PROMPT 1:
In the article on deep learning hardware, what would Dell gain by acquiring Graphcore, according to industry analysts? Answer in one to three sentences.
PROMPT 2:
Extend the article on deep learning hardware beyond its final sentence, which concerns Avitas Systems.

EXTRACTED TEXT:
Other companies may also follow Nvidia’s blueprints. In addition to Wave Computing, both Graphcore and Intel are working on server appliances that could potentially be paired with a workstation. Startups like Groq and Cerebras Systems could imitate them, building boxes with custom silicon and the massive amounts of memory required for training.
There are other hints. Over the last year, Graphcore has raised $110 million from investors that include Dell, the second largest supplier of workstations as well as a prolific purveyor of server infrastructure. The company claims that its custom hardware can be used to shorten the training phase of deep learning from days to hours.
Industry analysts say it is also possible that Dell will acquire Graphcore, giving it custom chips to install in its servers and gateways. Hewlett Packard, the largest supplier of workstations and another major maker of servers, is also considered a potential destination for startups like Groq and Cerebras Systems, which are still operating under the radar.
That could affect where these companies stand in the market for deep learning chipsets, which the research firm Tractica predicts could grow from $513 million in 2016 to $12.2 billion by 2025. Nvidia estimates that the market for computer chips used in training could generate $15 billion in 2020, in contrast to $11 billion for inferencing, which requires less powerful chips.
Paikeday could not discuss specific numbers, but he said that Nvidia almost always sells its workstations paired with an appliance. That could change as it continues to charm small companies with the power and portability of the Station. For instance, Avitas Systems takes the system out to where it collects information, editing algorithms in the field.

STORED DATA:

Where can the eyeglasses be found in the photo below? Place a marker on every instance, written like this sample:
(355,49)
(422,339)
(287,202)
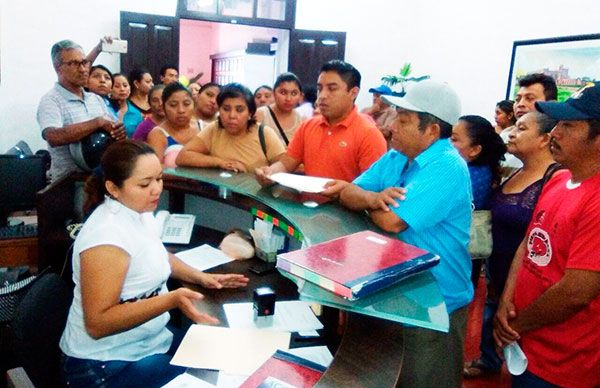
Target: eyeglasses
(74,63)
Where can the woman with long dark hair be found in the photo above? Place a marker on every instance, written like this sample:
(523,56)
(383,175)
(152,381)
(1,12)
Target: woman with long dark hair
(235,141)
(512,205)
(116,332)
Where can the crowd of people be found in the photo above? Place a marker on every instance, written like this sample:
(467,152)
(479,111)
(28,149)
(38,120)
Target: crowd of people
(416,164)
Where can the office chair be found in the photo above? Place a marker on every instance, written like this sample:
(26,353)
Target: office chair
(36,329)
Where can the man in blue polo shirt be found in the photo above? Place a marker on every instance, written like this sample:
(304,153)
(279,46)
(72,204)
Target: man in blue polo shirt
(421,190)
(67,113)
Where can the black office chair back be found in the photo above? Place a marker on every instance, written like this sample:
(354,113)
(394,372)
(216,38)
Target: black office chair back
(37,327)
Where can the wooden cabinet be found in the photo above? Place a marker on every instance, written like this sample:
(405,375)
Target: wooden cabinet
(19,251)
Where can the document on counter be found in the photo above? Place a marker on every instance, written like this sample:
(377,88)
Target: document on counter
(235,351)
(317,354)
(185,380)
(203,257)
(308,184)
(292,316)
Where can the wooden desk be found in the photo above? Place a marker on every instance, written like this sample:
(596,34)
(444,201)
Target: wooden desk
(19,251)
(371,351)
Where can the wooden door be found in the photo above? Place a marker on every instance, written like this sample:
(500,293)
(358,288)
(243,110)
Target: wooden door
(309,50)
(153,41)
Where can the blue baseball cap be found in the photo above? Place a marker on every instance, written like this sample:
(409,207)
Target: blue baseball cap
(583,105)
(381,89)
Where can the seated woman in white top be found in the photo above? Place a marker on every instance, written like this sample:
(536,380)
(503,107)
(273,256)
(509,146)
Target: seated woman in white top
(281,115)
(116,332)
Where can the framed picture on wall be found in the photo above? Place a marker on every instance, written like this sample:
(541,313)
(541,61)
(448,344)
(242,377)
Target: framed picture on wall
(573,61)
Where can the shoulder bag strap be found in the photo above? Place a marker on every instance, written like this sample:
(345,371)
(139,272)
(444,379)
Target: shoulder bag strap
(547,175)
(285,139)
(261,138)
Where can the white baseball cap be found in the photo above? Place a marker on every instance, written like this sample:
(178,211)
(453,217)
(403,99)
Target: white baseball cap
(429,96)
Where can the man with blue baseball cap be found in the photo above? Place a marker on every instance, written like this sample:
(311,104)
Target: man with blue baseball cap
(421,191)
(381,112)
(551,301)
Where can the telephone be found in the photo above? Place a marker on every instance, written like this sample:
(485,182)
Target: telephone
(176,228)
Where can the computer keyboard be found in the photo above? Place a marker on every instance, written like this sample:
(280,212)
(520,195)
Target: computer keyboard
(19,231)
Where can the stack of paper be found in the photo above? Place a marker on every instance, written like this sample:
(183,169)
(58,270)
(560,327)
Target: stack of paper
(203,257)
(235,351)
(308,184)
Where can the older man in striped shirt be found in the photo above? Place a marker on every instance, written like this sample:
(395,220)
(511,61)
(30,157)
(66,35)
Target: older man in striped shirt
(67,113)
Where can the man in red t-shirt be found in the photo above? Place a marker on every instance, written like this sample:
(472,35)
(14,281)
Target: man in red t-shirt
(340,143)
(551,301)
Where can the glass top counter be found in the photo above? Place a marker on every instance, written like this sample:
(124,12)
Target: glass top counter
(415,301)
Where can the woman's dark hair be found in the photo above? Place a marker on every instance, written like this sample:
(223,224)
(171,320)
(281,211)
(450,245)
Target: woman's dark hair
(156,88)
(236,90)
(172,88)
(287,77)
(482,133)
(310,94)
(103,68)
(113,102)
(209,85)
(262,87)
(506,106)
(116,165)
(137,74)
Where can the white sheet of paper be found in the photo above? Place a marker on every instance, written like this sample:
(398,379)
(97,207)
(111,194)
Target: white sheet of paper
(308,184)
(186,380)
(203,257)
(235,351)
(226,380)
(292,316)
(317,354)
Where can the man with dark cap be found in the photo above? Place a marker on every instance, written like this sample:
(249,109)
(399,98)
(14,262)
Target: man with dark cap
(551,302)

TASK OUTPUT 1:
Industry analysts say that acquiring Graphcore would give Dell custom chips to install in its servers and gateways.

TASK OUTPUT 2:
For Kim, Wave’s chief data science officer, the way that Avitas Systems is using its workstation points to another trend. And it could provide an opportunity for startups like Wave.
“I think training will move out of the data center,” he said in an interview. “There are small enterprises that want to have early stage training done locally, especially when using methods like transfer learning, where you don’t need data centers full of compute resources to train and deploy reasonably accurate models.”
Transfer learning is a technique for training software on small platters of data. It involves removing the layers of a neural network trained for a specific task, like identifying faces in a photograph, while preserving lower levels of the network, which handle more primitive tasks like pattern matching. Using the lower levels as the foundation, the higher levels can be trained on smaller amounts of data to complete more specialized tasks, like spotting skin cancer.
Many industries like finance and healthcare are starting to experiment with transfer learning, said Kim. And since it requires less computing power and less data than training from scratch, engineers could wing it with appliances or workstations instead of renting cloud infrastructure. That could be a faster growing market than data centers, said Kim.